__What is being asked__: Taking the line with "One point rides on each instance of the elephant" as the start, reproduce every line until the records end, exactly and with nothing added.

::: Data supplied :::

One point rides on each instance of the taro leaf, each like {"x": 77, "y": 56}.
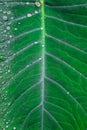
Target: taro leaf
{"x": 43, "y": 65}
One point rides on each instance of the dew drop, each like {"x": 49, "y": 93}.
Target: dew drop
{"x": 9, "y": 12}
{"x": 35, "y": 42}
{"x": 29, "y": 15}
{"x": 14, "y": 128}
{"x": 6, "y": 122}
{"x": 67, "y": 92}
{"x": 6, "y": 126}
{"x": 36, "y": 12}
{"x": 43, "y": 45}
{"x": 8, "y": 27}
{"x": 8, "y": 71}
{"x": 27, "y": 3}
{"x": 15, "y": 29}
{"x": 12, "y": 18}
{"x": 4, "y": 12}
{"x": 4, "y": 31}
{"x": 5, "y": 18}
{"x": 8, "y": 42}
{"x": 41, "y": 28}
{"x": 10, "y": 36}
{"x": 19, "y": 23}
{"x": 37, "y": 4}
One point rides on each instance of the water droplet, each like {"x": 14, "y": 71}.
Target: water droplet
{"x": 8, "y": 42}
{"x": 29, "y": 15}
{"x": 35, "y": 42}
{"x": 36, "y": 12}
{"x": 7, "y": 122}
{"x": 9, "y": 12}
{"x": 4, "y": 12}
{"x": 5, "y": 31}
{"x": 10, "y": 36}
{"x": 15, "y": 29}
{"x": 14, "y": 128}
{"x": 37, "y": 4}
{"x": 6, "y": 126}
{"x": 8, "y": 27}
{"x": 67, "y": 92}
{"x": 8, "y": 71}
{"x": 19, "y": 23}
{"x": 5, "y": 17}
{"x": 27, "y": 3}
{"x": 41, "y": 28}
{"x": 43, "y": 45}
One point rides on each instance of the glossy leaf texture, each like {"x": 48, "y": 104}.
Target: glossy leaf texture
{"x": 43, "y": 65}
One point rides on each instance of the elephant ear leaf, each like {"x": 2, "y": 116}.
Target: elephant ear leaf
{"x": 43, "y": 65}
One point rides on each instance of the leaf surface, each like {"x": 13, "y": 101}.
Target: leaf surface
{"x": 43, "y": 64}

:::

__Worked solution__:
One point rides on each instance of the elephant ear leaf, each like {"x": 2, "y": 116}.
Target: elephant ear leaf
{"x": 43, "y": 65}
One point rides on each instance of the leaf surface, each like {"x": 13, "y": 101}.
Target: leaf surface
{"x": 43, "y": 64}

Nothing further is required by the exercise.